TASK OBJECTIVE
The answer must consist solely of the line that contains "Where would you say the brick bell" and all subsequent lines of the data, each reproduced exactly.

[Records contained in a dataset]
****************
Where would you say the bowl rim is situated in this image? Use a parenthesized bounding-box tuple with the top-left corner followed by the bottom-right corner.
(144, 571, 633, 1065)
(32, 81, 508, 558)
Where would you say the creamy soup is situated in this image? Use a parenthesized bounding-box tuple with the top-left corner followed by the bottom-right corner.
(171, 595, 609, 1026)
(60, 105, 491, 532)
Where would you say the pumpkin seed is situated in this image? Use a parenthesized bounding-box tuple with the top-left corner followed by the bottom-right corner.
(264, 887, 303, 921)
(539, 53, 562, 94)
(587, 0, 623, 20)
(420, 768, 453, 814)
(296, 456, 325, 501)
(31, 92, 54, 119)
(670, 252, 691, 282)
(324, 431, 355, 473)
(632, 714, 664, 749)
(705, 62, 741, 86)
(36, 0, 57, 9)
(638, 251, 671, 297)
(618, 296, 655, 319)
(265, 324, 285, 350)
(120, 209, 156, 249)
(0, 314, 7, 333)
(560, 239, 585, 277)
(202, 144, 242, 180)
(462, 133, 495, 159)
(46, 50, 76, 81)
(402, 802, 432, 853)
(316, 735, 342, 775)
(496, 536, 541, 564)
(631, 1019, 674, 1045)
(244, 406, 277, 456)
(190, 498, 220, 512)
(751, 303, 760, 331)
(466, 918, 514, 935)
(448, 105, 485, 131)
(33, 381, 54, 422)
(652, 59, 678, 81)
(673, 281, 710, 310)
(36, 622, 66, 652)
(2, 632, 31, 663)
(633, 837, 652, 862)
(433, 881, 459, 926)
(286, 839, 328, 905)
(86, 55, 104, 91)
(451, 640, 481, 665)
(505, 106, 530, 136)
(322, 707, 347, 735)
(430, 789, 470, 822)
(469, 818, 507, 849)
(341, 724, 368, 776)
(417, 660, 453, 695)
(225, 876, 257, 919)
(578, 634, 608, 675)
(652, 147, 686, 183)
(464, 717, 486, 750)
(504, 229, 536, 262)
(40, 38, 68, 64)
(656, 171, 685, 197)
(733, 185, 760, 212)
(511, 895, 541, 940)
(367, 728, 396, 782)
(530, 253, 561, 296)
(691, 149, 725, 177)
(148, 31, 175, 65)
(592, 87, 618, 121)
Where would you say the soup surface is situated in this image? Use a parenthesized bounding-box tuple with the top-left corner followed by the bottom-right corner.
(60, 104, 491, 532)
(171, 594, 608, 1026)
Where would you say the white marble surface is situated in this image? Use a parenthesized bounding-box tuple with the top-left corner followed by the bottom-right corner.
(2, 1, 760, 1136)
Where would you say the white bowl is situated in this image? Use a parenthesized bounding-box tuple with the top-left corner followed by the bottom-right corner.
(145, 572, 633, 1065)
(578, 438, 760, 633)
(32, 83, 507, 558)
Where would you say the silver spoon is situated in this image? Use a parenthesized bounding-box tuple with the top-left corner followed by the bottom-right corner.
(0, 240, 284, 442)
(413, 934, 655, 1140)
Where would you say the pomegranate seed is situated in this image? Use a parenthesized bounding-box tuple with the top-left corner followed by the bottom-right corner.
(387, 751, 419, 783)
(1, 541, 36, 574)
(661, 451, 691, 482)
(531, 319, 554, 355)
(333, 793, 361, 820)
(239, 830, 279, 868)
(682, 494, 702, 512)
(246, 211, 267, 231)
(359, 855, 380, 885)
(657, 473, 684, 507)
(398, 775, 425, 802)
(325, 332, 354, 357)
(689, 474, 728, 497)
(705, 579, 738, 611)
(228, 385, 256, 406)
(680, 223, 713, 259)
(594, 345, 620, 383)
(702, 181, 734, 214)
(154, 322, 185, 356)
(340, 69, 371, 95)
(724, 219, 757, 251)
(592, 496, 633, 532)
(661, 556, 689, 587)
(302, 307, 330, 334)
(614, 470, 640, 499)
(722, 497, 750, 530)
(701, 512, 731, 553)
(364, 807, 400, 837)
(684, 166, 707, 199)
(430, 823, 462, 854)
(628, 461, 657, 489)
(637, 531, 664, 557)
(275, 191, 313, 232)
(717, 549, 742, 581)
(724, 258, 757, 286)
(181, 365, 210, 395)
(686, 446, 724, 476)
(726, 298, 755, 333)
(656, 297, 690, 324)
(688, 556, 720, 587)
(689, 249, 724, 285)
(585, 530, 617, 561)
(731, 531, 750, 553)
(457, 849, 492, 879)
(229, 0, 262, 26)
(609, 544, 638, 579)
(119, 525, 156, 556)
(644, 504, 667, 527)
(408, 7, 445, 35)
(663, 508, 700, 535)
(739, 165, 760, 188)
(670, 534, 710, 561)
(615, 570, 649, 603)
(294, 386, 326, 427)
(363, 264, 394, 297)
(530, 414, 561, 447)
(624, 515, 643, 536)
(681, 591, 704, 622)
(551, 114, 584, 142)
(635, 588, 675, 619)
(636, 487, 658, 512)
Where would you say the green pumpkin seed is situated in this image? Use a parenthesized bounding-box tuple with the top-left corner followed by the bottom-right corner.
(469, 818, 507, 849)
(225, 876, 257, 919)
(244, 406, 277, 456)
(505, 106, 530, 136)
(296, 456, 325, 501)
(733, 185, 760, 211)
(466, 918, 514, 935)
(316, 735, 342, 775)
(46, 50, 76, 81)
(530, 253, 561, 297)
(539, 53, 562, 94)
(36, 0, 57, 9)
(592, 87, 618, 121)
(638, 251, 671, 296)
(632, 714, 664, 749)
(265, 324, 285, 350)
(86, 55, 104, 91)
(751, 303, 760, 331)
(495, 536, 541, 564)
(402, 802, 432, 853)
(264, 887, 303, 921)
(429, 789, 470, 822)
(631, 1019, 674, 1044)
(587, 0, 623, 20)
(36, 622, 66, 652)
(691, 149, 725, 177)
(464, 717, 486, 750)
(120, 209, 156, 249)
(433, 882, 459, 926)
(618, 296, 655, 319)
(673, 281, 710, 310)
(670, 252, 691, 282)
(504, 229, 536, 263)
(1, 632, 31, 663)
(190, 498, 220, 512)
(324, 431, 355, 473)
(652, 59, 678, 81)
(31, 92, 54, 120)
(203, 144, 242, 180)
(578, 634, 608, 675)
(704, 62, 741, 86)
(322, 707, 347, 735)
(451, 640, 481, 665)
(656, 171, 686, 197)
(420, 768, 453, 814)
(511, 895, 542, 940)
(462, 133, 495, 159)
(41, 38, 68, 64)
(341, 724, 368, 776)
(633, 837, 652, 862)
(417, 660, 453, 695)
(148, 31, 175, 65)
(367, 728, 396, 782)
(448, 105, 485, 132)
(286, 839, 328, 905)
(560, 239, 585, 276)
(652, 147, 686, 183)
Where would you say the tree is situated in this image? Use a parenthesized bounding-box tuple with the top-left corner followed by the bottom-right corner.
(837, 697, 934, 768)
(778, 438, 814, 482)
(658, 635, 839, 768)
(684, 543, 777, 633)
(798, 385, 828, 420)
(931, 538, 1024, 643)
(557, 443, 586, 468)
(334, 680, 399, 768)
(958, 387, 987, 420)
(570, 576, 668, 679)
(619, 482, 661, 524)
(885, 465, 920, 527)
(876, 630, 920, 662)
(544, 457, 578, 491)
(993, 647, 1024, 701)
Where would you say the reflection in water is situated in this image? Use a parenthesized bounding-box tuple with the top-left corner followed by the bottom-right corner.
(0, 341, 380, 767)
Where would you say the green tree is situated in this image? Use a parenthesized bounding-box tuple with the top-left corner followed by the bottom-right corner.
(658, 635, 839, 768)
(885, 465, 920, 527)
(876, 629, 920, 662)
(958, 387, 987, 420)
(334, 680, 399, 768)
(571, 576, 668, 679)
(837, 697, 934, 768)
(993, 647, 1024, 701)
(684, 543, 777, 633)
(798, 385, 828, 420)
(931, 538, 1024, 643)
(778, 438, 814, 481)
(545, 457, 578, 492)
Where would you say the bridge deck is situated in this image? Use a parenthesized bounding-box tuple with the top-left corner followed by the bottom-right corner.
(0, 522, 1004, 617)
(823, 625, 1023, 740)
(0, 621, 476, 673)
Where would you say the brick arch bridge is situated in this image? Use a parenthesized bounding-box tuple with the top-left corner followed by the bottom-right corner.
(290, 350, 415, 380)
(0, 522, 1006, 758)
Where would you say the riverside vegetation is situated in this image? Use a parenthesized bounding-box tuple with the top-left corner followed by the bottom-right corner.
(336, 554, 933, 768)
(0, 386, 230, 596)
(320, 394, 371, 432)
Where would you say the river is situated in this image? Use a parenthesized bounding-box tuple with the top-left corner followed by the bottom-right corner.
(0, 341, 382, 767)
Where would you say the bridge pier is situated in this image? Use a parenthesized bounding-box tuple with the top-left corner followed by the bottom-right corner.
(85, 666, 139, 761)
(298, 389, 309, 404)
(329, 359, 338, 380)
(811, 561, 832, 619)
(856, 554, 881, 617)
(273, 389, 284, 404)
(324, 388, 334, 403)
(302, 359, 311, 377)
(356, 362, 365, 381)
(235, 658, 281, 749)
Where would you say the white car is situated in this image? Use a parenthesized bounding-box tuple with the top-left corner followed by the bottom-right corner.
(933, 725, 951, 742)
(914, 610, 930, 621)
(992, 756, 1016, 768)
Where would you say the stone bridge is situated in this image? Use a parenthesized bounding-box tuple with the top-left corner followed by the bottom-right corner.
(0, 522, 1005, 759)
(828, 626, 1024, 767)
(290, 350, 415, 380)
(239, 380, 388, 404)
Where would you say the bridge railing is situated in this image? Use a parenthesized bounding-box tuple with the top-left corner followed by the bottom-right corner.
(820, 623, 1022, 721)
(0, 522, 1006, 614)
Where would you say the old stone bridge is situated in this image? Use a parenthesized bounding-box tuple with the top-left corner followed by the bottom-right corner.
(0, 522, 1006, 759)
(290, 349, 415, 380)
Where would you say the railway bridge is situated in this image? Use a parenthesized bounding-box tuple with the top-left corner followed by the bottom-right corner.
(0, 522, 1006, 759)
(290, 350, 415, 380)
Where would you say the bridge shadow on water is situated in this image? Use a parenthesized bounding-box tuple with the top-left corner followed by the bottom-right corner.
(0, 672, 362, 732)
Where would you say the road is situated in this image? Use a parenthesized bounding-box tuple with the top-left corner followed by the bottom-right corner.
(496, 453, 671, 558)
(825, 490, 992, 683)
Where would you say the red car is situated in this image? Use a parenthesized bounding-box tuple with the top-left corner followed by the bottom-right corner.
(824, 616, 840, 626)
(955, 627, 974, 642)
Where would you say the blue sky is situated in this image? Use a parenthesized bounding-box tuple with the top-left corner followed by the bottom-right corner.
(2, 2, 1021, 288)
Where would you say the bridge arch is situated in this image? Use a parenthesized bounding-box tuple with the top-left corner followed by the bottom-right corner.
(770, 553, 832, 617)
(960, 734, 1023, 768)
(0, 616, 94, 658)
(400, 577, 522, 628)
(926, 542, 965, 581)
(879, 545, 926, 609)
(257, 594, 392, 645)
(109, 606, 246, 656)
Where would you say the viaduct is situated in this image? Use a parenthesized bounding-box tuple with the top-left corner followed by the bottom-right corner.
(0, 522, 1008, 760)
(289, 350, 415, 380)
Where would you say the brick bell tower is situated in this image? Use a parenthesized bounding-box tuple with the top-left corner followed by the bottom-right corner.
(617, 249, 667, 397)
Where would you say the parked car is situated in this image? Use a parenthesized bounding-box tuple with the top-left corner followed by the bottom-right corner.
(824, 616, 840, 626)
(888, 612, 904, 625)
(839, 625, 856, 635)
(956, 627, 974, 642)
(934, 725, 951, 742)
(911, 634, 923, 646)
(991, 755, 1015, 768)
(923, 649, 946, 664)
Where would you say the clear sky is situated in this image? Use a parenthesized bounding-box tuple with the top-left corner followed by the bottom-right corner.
****************
SOLUTION
Where would you say the brick bell tower is situated in this image? Use a parenthesized bounding-box tuple with the top-left corner followed by the bottom-right corner.
(617, 249, 667, 397)
Where would you say the parked car is situated in this image? Use a parenthesized bounding-box tuple with the top-left corner followed by the bottom-right corner.
(824, 616, 840, 626)
(888, 612, 904, 625)
(839, 625, 856, 635)
(956, 627, 974, 642)
(934, 725, 951, 742)
(911, 634, 923, 646)
(991, 755, 1015, 768)
(923, 649, 946, 664)
Where would you say the clear sky is situated in this image? Use a parenthesized bounding-box tuple with the top-left corner followed by the bottom-right corner.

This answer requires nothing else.